[Point-per-instance localization data]
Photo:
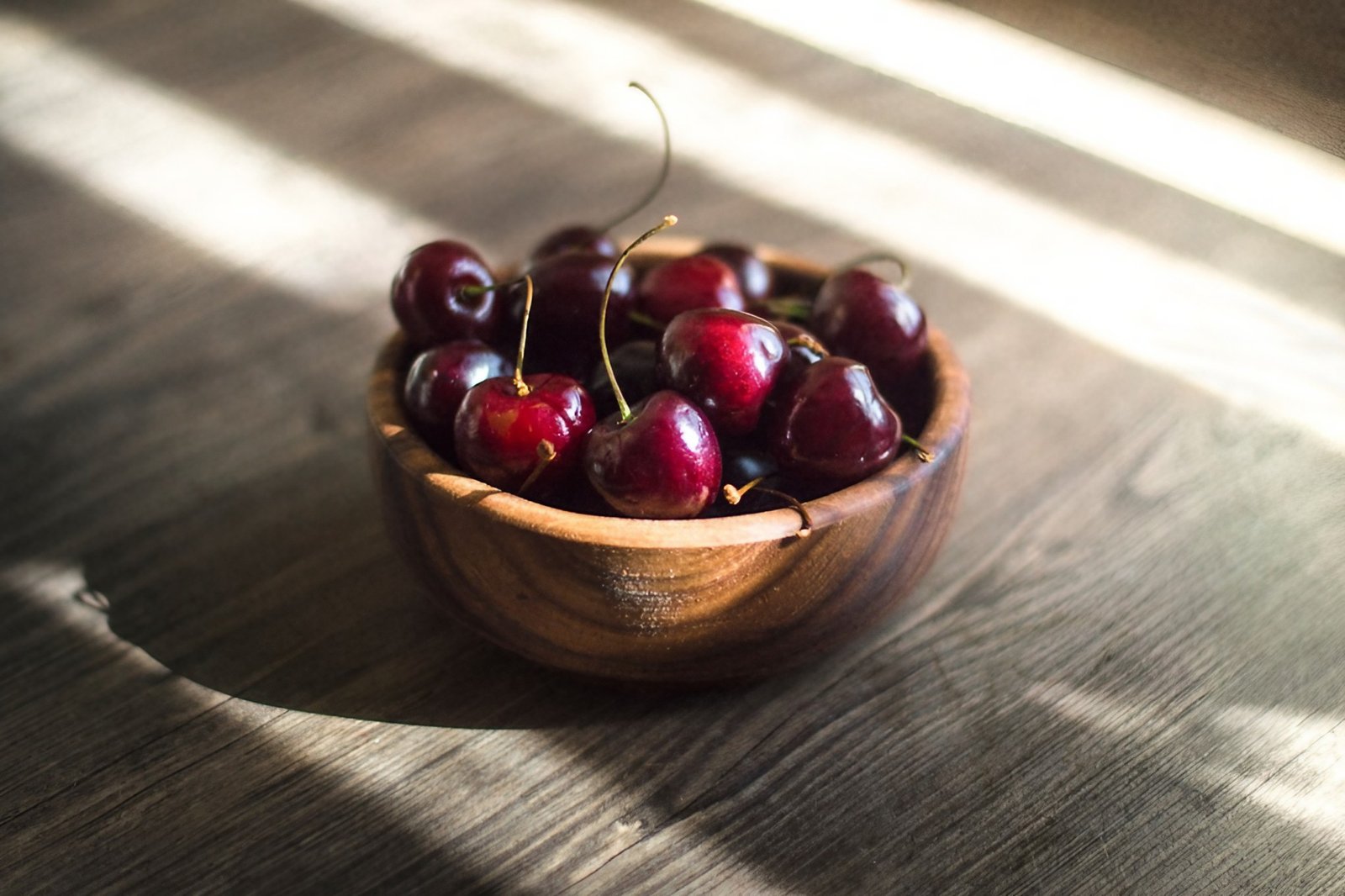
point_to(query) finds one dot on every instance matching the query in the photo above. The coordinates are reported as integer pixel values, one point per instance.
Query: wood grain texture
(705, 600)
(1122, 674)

- [What you are asked to do] All of the data must be repeated exactly, except for the pictures.

- [Solution below]
Photo:
point_to(query) finds one dot on every instance matching the query in the photo above. The coordinates are reported as integer pixel values, one point per instance.
Query: wood grain texture
(705, 600)
(1122, 674)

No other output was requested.